START ENTRIES SHOWN

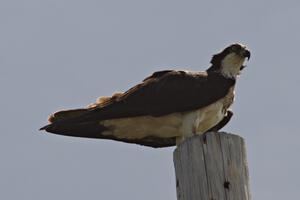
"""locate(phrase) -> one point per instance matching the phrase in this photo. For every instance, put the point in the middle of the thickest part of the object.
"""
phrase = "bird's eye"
(236, 48)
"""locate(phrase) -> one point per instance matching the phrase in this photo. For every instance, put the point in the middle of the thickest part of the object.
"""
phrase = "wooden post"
(212, 167)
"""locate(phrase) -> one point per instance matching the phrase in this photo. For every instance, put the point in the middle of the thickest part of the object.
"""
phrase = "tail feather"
(66, 114)
(87, 129)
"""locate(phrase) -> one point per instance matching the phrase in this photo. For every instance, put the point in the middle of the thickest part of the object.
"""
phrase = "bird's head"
(230, 61)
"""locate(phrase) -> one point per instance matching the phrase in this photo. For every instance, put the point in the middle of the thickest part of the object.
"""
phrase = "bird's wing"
(162, 93)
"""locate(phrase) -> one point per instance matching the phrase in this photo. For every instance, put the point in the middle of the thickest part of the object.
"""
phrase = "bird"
(164, 109)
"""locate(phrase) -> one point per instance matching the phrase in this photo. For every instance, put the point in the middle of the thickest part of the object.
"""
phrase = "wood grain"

END ENTRIES SHOWN

Return the full material word for word. Do not include the pictures.

> _ANSWER TO THIS TASK_:
"""locate(phrase) -> one point per instance matching the phrase in this photo. For every instance, put the point in the middle of the thickest part of the object.
"""
phrase = "bird's eye"
(236, 48)
"""locate(phrase) -> one point per instance matching the phrase in this photo. For every instance, put the point in the middle of the thickest part of the object.
"""
phrase = "wooden post"
(212, 167)
"""locate(phrase) -> one point per instance matching the phrase in this photo. For every instance, put the point in the middle of the thickest part of the object.
"""
phrase = "tail feather"
(66, 114)
(87, 129)
"""locate(phrase) -> one point per instance matching the phrase in this photo. For every instance, put the point in the middle of the thickest part of the object.
"""
phrase = "bird's head"
(230, 61)
"""locate(phrase) -> one point per instance matching the phrase in this photo. For every instance, put the point in the middle of the thickest part of the object.
"""
phrase = "bird's wing"
(162, 93)
"""locate(phrase) -> one point per instance matching the phrase in this photo. For every instance, put the point in the middle of the thickest part of the object.
"""
phrase = "bird"
(164, 109)
"""locate(phrase) -> one point per instance matching the phrase in this photo. For every instance, put the point in the middle of the thickest part of the object.
"""
phrase = "wood grain"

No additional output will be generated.